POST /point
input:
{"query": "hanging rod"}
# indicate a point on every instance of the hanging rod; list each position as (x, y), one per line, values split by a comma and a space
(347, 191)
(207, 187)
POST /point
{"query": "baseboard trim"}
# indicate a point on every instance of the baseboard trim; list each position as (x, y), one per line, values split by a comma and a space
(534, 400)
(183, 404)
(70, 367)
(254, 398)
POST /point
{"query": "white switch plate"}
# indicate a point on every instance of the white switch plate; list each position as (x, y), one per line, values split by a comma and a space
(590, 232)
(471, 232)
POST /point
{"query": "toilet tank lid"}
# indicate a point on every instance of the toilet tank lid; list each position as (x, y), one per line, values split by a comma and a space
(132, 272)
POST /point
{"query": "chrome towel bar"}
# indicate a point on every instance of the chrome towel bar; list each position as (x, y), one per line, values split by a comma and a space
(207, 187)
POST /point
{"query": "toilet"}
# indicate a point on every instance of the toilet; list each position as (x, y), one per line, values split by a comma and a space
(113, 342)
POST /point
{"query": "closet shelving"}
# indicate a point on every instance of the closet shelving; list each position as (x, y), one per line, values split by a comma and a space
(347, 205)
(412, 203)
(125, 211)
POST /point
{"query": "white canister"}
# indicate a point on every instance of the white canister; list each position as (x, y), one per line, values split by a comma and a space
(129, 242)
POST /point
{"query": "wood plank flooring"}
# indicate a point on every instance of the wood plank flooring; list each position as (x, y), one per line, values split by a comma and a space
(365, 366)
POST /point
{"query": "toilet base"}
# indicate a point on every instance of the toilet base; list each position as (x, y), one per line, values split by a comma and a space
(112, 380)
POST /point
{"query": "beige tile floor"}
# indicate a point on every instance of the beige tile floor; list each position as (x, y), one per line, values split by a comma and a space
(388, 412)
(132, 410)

● ● ● ● ●

__Exercise description__. Retype the material above exactly as given.

__Solution below__.
POST /point
input:
{"query": "hanging rod"}
# indicate a point on every instance of the hanging rod; list each position as (x, y), one per line, values split by a comma and a space
(347, 191)
(207, 187)
POST /point
{"query": "baseboard trim"}
# indicate a point on every instance of the baseboard trim; list each position as (x, y), one per line, values split by a comma and a space
(534, 400)
(183, 404)
(70, 367)
(254, 398)
POST /point
{"query": "white switch plate"}
# indicate a point on every instance of the white switch plate; list each position as (x, y), one per line, values split by a comma and a space
(590, 232)
(471, 232)
POST /point
{"query": "toilet tank lid"}
# indicate a point on every instance of the toilet tank lid; list each position as (x, y), one per line, values split by a comma and a space
(132, 272)
POST /point
{"query": "chrome towel bar"}
# indicate a point on every instance of the chrome towel bar; list each position as (x, y), one per line, values split by a comma and a space
(207, 187)
POST /point
{"query": "toilet"}
# indicate a point on every instance of the toilet; list each position as (x, y), one per line, values split by a comma and a space
(113, 342)
POST /point
{"query": "closet shelving"}
# indicate a point on every instance of the closet shelving; list each position as (x, y), one per line, values split by a comma and a space
(347, 205)
(412, 203)
(125, 211)
POST /point
{"query": "white canister"}
# indicate a point on every instance of the white canister; list each position as (x, y), one per line, values split by a comma and a space
(129, 242)
POST /point
{"query": "wood plank flooring"}
# indicate a point on every instance of the wood plank flooring; list each position as (x, y), one per line, values split by a comma and a space
(365, 366)
POST /point
{"query": "toilet base"}
# indicate a point on every instance of the toilet base; list each position as (x, y), one per line, values split by a comma and a space
(112, 380)
POST /point
{"query": "beige tile floor"}
# indicate a point on every instance of the beige tile floor; list each position as (x, y), one per line, values split by a comma and a space
(388, 412)
(132, 410)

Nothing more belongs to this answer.